** START TEXT SEGMENT **

Read time: 10 min

I have always had a fascination with the way things work. Since I was a kid, I would constantly take things apart, re-assemble them and try to make them better. Machinery and I just get along real well. Recently on an urban exploration “vacation” with 3 of my friends, a location came up that really got me excited. It was an old coal breaker in Pennsylvania called “St. Nicholas Coal Breaker”. How cool is that right? Still full of old machinery, workman’s boots, control panels, wooden dies for giant machine castings, this really was an industrial playground and I was super excited.

** END TEXT SEGMENT **

> **GIVEN TASK A**
Copy, word for word, the lines of the records below from the line with "Each returned marker MUST sit on an instance of the brown" through the line with "[[201, 63]]", including both of those lines.

** START RECORDS PROVIDED **

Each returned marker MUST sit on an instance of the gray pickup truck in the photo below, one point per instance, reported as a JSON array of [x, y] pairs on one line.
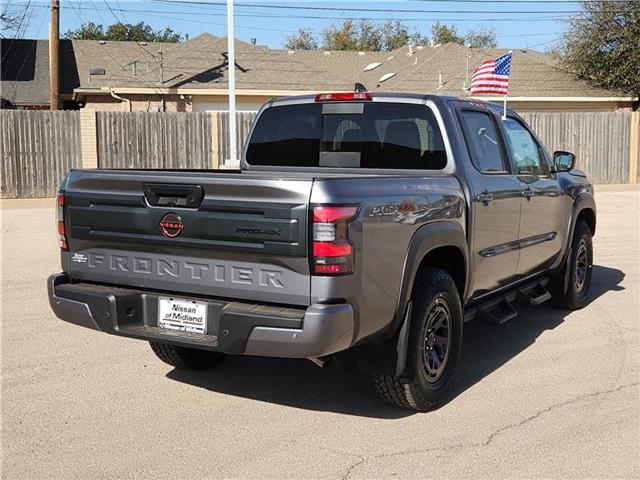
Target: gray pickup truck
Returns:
[[377, 223]]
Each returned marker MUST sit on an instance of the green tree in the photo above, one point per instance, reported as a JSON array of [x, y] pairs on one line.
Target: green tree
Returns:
[[602, 45], [343, 37], [442, 33], [303, 39], [481, 38], [369, 36], [135, 32]]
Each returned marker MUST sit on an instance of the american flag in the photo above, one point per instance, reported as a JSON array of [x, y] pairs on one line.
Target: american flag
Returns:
[[492, 76]]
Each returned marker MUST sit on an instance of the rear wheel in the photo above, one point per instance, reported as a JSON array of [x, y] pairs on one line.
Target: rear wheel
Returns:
[[580, 265], [186, 358], [435, 343]]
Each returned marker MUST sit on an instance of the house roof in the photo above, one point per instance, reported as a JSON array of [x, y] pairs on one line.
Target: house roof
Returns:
[[201, 63], [25, 71], [441, 69]]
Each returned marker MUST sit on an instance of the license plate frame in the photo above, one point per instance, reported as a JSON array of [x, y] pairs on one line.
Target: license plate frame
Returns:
[[182, 315]]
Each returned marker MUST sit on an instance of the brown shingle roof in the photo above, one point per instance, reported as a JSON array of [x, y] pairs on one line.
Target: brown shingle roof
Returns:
[[201, 63]]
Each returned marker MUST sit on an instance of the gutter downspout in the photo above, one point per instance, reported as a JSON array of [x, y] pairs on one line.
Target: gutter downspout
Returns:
[[117, 97]]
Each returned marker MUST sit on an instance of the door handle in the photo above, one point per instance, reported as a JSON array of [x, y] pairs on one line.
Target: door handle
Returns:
[[485, 197], [528, 193]]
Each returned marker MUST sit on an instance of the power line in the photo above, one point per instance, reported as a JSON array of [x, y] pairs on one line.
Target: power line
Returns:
[[312, 17], [368, 9]]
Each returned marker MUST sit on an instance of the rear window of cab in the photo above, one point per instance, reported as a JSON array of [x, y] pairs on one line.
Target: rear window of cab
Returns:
[[369, 135]]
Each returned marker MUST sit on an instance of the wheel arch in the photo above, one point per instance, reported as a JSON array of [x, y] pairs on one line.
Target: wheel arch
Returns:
[[440, 245], [429, 246]]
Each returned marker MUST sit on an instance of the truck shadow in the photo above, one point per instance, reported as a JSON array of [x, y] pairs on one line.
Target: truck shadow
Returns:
[[340, 388]]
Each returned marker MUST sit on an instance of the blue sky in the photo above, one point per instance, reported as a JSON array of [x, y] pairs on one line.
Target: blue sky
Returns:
[[270, 26]]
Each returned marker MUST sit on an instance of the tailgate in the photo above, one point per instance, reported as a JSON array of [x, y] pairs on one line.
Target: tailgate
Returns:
[[220, 234]]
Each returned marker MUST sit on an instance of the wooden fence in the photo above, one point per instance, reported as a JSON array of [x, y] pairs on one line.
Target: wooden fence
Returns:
[[154, 140], [601, 141], [243, 127], [38, 149]]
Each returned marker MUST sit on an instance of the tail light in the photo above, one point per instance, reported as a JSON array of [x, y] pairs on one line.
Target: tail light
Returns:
[[62, 233], [332, 249], [343, 97]]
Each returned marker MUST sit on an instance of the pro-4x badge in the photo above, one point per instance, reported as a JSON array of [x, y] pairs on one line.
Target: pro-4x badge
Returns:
[[171, 225]]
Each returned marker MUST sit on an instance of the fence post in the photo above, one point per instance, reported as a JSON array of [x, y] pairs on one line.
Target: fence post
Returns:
[[634, 149], [88, 139], [215, 160]]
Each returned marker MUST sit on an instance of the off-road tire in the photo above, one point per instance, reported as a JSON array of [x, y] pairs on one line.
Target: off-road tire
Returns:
[[576, 297], [186, 358], [411, 389]]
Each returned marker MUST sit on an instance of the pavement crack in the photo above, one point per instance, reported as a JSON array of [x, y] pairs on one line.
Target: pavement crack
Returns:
[[490, 438], [553, 407]]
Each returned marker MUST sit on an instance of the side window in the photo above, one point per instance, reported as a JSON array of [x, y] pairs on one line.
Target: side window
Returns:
[[524, 149], [482, 141]]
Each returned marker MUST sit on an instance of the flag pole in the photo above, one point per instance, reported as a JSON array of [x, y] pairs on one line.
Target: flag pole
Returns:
[[231, 61], [504, 106], [504, 109]]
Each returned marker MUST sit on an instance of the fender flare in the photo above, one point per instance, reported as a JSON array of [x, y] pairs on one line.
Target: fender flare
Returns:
[[425, 239], [583, 201], [389, 354]]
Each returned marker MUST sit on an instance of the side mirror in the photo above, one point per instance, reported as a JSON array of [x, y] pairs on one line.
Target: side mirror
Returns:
[[563, 161]]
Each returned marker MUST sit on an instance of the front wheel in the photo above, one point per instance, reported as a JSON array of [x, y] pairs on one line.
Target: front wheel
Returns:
[[580, 265], [186, 358], [435, 343]]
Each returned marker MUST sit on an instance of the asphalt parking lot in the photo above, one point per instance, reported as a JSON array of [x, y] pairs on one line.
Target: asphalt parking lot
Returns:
[[551, 394]]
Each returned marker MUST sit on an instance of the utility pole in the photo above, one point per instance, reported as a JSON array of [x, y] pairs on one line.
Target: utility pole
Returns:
[[54, 56], [231, 61]]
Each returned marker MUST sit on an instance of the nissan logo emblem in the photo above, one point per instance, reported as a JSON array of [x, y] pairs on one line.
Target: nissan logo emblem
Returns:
[[171, 225]]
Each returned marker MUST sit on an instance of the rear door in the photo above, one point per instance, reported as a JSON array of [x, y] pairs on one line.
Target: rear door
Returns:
[[543, 210], [496, 201], [226, 235]]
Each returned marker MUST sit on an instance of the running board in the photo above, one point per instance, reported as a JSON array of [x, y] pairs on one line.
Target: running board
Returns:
[[534, 296], [499, 312]]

** END RECORDS PROVIDED **

> **GIVEN TASK B**
Pick up the account of exploring the St. Nicholas Coal Breaker where it stops, and continue it.

> **EXPECTED ANSWER A**
Each returned marker MUST sit on an instance of the brown shingle roof in the photo above, one point per instance, reported as a JSON array of [x, y] pairs on one line.
Target: brown shingle roof
Returns:
[[201, 63]]

> **EXPECTED ANSWER B**
We gained instructions on entry to this place from a friend. And we followed those instructions to the letter. We got there, parked in a special location, grabbed our camera backpacks and headed in. No sweat right? Well, wrong. Lots of sweat actually. On this day it was 98°F and not a cloud in the sky. The ground there was all old slag from the mine. Black, sandy and extremely hot. Kind of like squishy black top that doesn’t stick to your feet. So we walk about a half mile down what looks like a black dirt road and in the distance we can see the breaker. It is a huge Goliath of a building and even though it’s over 500 yards away it towers over everything. 10 stories of steel and concrete. A few numbers to wrap your head around while we turn around and try find another way in as the cliffs and piles of slag we encounter block our way.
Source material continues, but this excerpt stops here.